**Problem to work on:**
Reproduce the disaster-recovery failover script below verbatim, from its first line to its last.

**Selection:**

+++

PRIMARY_REGION="us-east-1"
DR_REGION="us-west-2"
FAILOVER_REASON="$1"

log() {
    echo "[$(date -Iseconds)] $1" | tee -a /var/log/dr/failover-$(date +%Y%m%d).log
}

log "=== DR FAILOVER INITIATED ==="
log "Reason: $FAILOVER_REASON"
log "From: $PRIMARY_REGION → $DR_REGION"

# 1. Verify DR environment
log "1. Verifying DR environment readiness..."
if ! aws eks describe-cluster --name surveillance-dr --region $DR_REGION > /dev/null 2>&1; then
    log "ERROR: DR EKS cluster not accessible"
    exit 1
fi

# 2. Promote DR database from standby
log "2. Promoting DR database..."
aws rds promote-read-replica \
    --db-instance-identifier surveillance-dr-replica \
    --region $DR_REGION

# Wait for promotion
aws rds wait db-instance-available \
    --db-instance-identifier surveillance-dr-replica \
    --region $DR_REGION
log "   DR database promoted successfully"

# 3. Enable Multi-AZ on DR database
log "3. Enabling Multi-AZ on DR database..."
aws rds modify-db-instance \
    --db-instance-identifier surveillance-dr-replica \
    --multi-az \
    --apply-immediately \
    --region $DR_REGION

# 4. Scale up DR EKS cluster
log "4. Scaling up DR EKS cluster..."

+++

**Recorded information:**
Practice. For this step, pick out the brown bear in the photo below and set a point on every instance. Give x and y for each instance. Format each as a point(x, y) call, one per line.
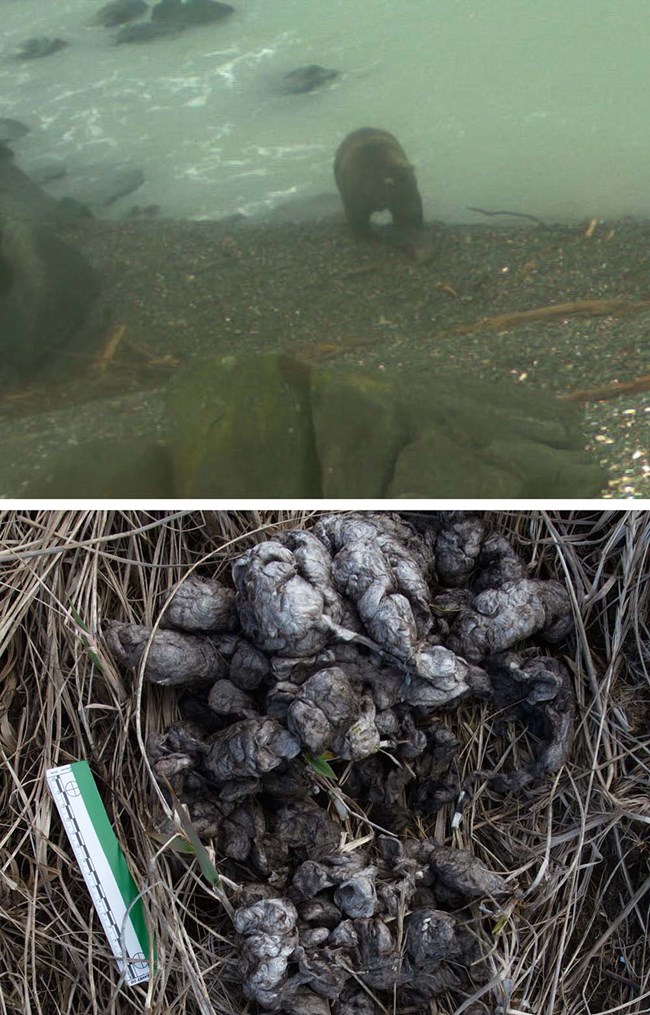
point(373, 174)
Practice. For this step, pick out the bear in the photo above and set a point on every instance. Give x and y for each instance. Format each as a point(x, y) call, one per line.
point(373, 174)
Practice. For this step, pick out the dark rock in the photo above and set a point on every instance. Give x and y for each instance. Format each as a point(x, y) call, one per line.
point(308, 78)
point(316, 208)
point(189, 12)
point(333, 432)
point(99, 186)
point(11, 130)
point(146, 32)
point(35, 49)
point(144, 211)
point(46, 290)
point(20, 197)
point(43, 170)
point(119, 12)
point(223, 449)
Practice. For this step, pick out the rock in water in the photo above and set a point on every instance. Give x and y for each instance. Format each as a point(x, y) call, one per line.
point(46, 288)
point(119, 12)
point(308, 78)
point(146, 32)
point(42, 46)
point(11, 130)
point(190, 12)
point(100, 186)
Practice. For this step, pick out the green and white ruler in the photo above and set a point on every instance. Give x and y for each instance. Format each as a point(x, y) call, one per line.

+++

**The output:**
PRIMARY_REGION="us-east-1"
DR_REGION="us-west-2"
FAILOVER_REASON="$1"

log() {
    echo "[$(date -Iseconds)] $1" | tee -a /var/log/dr/failover-$(date +%Y%m%d).log
}

log "=== DR FAILOVER INITIATED ==="
log "Reason: $FAILOVER_REASON"
log "From: $PRIMARY_REGION → $DR_REGION"

# 1. Verify DR environment
log "1. Verifying DR environment readiness..."
if ! aws eks describe-cluster --name surveillance-dr --region $DR_REGION > /dev/null 2>&1; then
    log "ERROR: DR EKS cluster not accessible"
    exit 1
fi

# 2. Promote DR database from standby
log "2. Promoting DR database..."
aws rds promote-read-replica \
    --db-instance-identifier surveillance-dr-replica \
    --region $DR_REGION

# Wait for promotion
aws rds wait db-instance-available \
    --db-instance-identifier surveillance-dr-replica \
    --region $DR_REGION
log "   DR database promoted successfully"

# 3. Enable Multi-AZ on DR database
log "3. Enabling Multi-AZ on DR database..."
aws rds modify-db-instance \
    --db-instance-identifier surveillance-dr-replica \
    --multi-az \
    --apply-immediately \
    --region $DR_REGION

# 4. Scale up DR EKS cluster
log "4. Scaling up DR EKS cluster..."